Provided records
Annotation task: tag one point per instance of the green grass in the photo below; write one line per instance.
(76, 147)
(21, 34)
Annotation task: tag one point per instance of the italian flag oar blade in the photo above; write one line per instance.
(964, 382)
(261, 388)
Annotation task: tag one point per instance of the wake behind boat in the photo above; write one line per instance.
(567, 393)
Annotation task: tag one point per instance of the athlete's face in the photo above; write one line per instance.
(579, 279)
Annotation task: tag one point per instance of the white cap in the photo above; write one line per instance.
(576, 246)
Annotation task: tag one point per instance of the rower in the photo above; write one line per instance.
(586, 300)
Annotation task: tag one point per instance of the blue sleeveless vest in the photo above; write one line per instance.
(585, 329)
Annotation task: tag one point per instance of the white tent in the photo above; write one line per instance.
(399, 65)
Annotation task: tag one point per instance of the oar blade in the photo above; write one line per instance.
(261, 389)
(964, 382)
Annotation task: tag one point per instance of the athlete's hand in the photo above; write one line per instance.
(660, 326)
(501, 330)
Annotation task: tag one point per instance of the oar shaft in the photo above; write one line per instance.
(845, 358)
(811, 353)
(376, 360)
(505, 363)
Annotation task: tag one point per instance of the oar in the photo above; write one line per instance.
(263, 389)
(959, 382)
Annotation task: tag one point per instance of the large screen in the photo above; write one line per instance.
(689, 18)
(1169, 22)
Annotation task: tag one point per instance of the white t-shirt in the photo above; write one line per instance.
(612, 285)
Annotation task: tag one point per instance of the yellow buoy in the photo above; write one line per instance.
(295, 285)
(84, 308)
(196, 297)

Task goal
Reproduce the listing verbatim.

Task response
Annotation task: tag one point per instance of the green grass in the photo below; write one line per instance.
(76, 147)
(21, 34)
Annotation task: tag one point per instance of the italian flag oar blade in the photo above; write one line per instance.
(964, 382)
(261, 388)
Annotation task: tag one point per instance of the wake behind boat in the photo above; write one line per instance.
(567, 393)
Annotation task: tag one point per instance of the athlete's face in the photo above; write one line per instance.
(579, 279)
Annotation task: tag one point per instance of the white cap in the photo above; write one line per instance.
(576, 246)
Annotation task: tag one point per instance of the rower in the photo above; write one line per instance.
(586, 300)
Annotation task: tag one point per instance of the blue sleeveless vest in the photo above; write one line per instance.
(585, 329)
Annotation task: tag one point per instance of the white tent in the photo above; write one line per instance.
(399, 65)
Annotation task: tag one point per instance of the oar blade in the photo above; write one line per instance.
(261, 389)
(964, 382)
Annotation task: tag one point per instance of the athlete's hand in the photo above; write one line per instance.
(660, 326)
(501, 330)
Annotation task: tag one point per instance of the oar shaft in the photo above; write one line per instance.
(845, 358)
(811, 353)
(376, 360)
(505, 363)
Annotation task: tag one point per instance of the oar in the photo above; write one line per instance.
(263, 389)
(959, 382)
Annotation task: tag one point per instance of the large screen in the photo above; write one line per instance.
(689, 18)
(1169, 22)
Annotation task: tag one point per instance of the white t-shirt in the photo above; write one line per instance.
(612, 285)
Annotation task: tag one point per instance of the yellow buoy in the photo above; write one line per instance.
(295, 285)
(84, 308)
(196, 297)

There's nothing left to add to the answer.